Inconsistent data fields arise for many reasons, such as alternative spellings of names, nicknames, name changes, and alternative addresses. A person may use a nickname on one file and a proper first name in another file. Name inconsistencies arise often with first names, and also when people marry and take the names of their spouses. Address fields also exhibit inconsistencies from one file to another. A person may use a home address in one file and a business address in another. Address fields, such as street suffixes and apartment numbers, are not treated similarly across databases. The data are often correct; the individual may simply be identified in different ways.

Typographical errors and erroneous fields arise because of keystroke errors in databases. They may occur at a low frequency, but will reduce the accuracy of the matching process. They may be particularly common in databases like voter registration files, where citizens often submit hand-written applications for registration and clerks record the fields into a database. Errors and inconsistencies in fields will create false negatives, non-matches that should be matches, because the entry in one segment of A-D-G-N on one of the databases is incorrect and does not match the A-D-G-N in the target database with which a match is sought. Even when the incidence of key-punching errors is low, the probability of at least one error in a series of multiple indicators is not trivial. Erroneous fields, such as invalid numbers, also arise. For example, SSN9 fields sometimes contain 111111111, 123456789 or 999999999, which are invalid SSN9s.

3. Matching process

The matching algorithm proceeds in four parts.

  • Database Preparation. Databases are prepared and standardized.

  • Creation of Identifiers. Identifier values used to link records in one database to records in another database are constructed by combining multiple individual fields.

  • Record Linkage and Matching. One-to-many matches are conducted between the databases. That is, the algorithm matches each unique identifier on the TEAM database to all records on the identification database that have the corresponding value of the identifier. (One-to-one matching may alternatively be appropriate depending on the particular features of the matching databases.)

  • Data Gathering. Appended to the voter file data are fields indicating every match found to a record on a state or federal database.

The result of this methodology is to produce a MATCH list and a NO MATCH list. This section describes the algorithm and results of the matching process in greater detail.

The first phase of the matching algorithm, Database Preparation, standardizes the coding of database fields to facilitate matching. Different databases store the fields in different ways. The database preparation in the algorithm standardizes the coding of dates of birth, genders, addresses and names, and identifies invalid or missing values (such as 111111111 for Social Security Numbers). Invalid identifiers are discovered by assessing frequencies of duplicates by identifier. As stated above, an identifier like month-day-year of birth ought to be distributed predictably across a population. Birthdays that occur at unusually high rates often indicate an issue like birthdays listed as 01/01/1901 or 11/11/1111. Analysis of duplicates also reveals completely duplicate cases. In the Texas voter file, we identified approximately two hundred records in which all information was identical.

Raw data:
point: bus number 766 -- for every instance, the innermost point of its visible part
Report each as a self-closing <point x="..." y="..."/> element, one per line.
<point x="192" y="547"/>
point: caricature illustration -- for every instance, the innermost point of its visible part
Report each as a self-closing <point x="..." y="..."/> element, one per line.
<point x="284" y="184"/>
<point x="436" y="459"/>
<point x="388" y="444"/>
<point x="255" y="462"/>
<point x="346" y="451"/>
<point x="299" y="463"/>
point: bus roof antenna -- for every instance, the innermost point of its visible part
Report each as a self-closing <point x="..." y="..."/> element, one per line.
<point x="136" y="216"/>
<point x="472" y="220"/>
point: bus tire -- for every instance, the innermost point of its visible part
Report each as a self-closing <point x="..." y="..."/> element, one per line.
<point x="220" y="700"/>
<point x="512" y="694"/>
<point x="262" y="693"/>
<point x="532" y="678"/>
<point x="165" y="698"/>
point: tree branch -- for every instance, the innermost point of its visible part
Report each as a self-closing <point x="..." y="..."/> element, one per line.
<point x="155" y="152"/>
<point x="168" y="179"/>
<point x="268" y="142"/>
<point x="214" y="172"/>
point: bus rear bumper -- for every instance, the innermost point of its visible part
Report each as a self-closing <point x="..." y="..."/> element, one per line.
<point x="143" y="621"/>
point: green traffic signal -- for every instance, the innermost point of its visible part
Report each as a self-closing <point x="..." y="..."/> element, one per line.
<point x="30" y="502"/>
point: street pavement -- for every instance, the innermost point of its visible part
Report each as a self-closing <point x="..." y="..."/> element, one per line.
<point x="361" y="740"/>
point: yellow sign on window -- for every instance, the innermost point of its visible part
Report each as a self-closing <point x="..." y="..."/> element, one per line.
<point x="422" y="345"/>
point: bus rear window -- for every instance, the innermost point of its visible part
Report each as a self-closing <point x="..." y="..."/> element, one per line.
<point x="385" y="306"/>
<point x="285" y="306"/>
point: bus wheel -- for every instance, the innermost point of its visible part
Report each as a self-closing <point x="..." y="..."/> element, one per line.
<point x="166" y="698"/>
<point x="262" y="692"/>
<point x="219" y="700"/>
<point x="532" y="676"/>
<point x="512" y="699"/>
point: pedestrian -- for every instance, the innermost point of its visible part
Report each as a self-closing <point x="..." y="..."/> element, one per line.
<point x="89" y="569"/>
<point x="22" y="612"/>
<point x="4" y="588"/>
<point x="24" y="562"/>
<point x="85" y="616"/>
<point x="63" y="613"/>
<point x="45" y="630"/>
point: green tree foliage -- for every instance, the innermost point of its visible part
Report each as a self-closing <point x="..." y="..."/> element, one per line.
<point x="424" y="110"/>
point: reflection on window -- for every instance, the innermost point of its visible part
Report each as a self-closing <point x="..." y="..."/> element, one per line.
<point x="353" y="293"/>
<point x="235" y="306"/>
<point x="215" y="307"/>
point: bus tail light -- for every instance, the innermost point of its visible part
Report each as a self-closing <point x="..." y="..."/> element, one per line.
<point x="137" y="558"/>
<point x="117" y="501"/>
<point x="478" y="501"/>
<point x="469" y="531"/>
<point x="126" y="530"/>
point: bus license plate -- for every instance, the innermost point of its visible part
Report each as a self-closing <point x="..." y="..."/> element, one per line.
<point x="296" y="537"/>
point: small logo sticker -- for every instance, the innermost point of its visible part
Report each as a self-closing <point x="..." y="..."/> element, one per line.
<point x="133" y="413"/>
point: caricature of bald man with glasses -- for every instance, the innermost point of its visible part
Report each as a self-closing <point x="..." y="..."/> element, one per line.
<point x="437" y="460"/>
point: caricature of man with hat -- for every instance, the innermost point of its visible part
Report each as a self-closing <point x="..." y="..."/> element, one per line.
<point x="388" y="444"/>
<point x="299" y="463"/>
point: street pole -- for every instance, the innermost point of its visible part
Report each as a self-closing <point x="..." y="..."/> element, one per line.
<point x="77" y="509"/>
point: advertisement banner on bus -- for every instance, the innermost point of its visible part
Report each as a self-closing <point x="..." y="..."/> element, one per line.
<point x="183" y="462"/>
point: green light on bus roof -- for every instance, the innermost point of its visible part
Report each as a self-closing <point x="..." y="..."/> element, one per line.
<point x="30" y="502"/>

Directive: In the excerpt on record matching, roughly how many records in the Texas voter file had all of their information identical?

Complete output: Approximately two hundred.